SUPPLIED PASSAGE —
● ● ● ●
Does WashU or Vanderbilt med schools give preference to their own undergraduates?
Just wondering and I couldn’t find any information on this anywhere else.
Does WashU or Vanderbilt med schools give preference to their own undergraduates?
Just wondering and I couldn’t find any information on this anywhere else.
WashU SOM reported they matriculated 4 students from each of the following schools last cycle: Harvard, Cornell, Notre Dame, Duke, JHU, Vanderbilt and WashU. (Class size =122)
Vanderbilt only reports that it matriculated students from 55 different undergrads. ( MD Class size =77, plus 15 MSTP, 3 MD/PhD and 1 OMFS)
So I wouldn’t say WashU favors it’s own undergrad so much as it favors highly competitive students from highly competitive undergrads.
The median stats for matrilcants at both school are GPA>=3.88 and MCAT score =520+ (A 520 MCAT is above the 97th percentile nationally)
BTW, the COA at WashU SOM is over $90K/year. At Vandy it’s over $101K/year
Here is Vanderbilt’s 2019 annual report, you can get numbers on Vanderbilt premed to Vanderbilt medical school matriculation from here. Seems on an average between 2017-2019, about 25 accepted off 165 Vanderbilt premed grads applied each year. Vanderbilt MD school acceptance rate is <2%, instate acceptance rate is about 4+%, OOS is at <2%. You can use these numbers to compare against Vanderbilt premed to Vanderbilt medical school matriculation rate.
● ● ● ●
DATA SUPPLIED —
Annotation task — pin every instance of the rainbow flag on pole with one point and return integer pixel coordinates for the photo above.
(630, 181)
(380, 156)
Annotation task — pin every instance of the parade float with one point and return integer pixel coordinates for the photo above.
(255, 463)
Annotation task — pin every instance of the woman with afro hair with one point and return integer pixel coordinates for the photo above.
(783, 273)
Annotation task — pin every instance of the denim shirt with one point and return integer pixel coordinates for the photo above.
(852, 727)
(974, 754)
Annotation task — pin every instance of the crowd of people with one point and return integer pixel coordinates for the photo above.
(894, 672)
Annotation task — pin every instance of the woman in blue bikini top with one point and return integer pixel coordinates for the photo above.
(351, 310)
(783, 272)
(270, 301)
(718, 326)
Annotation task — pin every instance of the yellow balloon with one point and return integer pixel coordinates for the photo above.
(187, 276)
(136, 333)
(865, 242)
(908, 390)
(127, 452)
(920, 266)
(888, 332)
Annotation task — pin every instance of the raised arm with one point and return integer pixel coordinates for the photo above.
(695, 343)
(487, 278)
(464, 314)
● ● ● ●
EXERCISE REQUIREMENTS —
(1) Return the portion of the discussion of medical school admissions that runs from "So I wouldn’t" up to and including "school matriculation rate.", reproducing it word for word.
(2) Resume the discussion of medical school admissions at WashU and Vanderbilt, starting right after its final sentence.

RESULTS FOR THE EXERCISE —
(1)
So I wouldn’t say WashU favors it’s own undergrad so much as it favors highly competitive students from highly competitive undergrads.
The median stats for matrilcants at both school are GPA>=3.88 and MCAT score =520+ (A 520 MCAT is above the 97th percentile nationally)
BTW, the COA at WashU SOM is over $90K/year. At Vandy it’s over $101K/year
Here is Vanderbilt’s 2019 annual report, you can get numbers on Vanderbilt premed to Vanderbilt medical school matriculation from here. Seems on an average between 2017-2019, about 25 accepted off 165 Vanderbilt premed grads applied each year. Vanderbilt MD school acceptance rate is <2%, instate acceptance rate is about 4+%, OOS is at <2%. You can use these numbers to compare against Vanderbilt premed to Vanderbilt medical school matriculation rate.

(2)
Here’s VU report for 2020:
Like most universities with a medical school, a lot of UG pre-meds apply to the med school.
And I’ll admit a strong skepticism-perhaps unwarranted-about any and all lists about medical school applicants/acceptances, at least until there is agreement about who qualifies as a “pre-med” for application purposes. For example, on the chart above, 220 VU students were first time applicants. How many started freshman year as pre-meds…or how many went all the way through junior year as pre-meds and didn’t apply.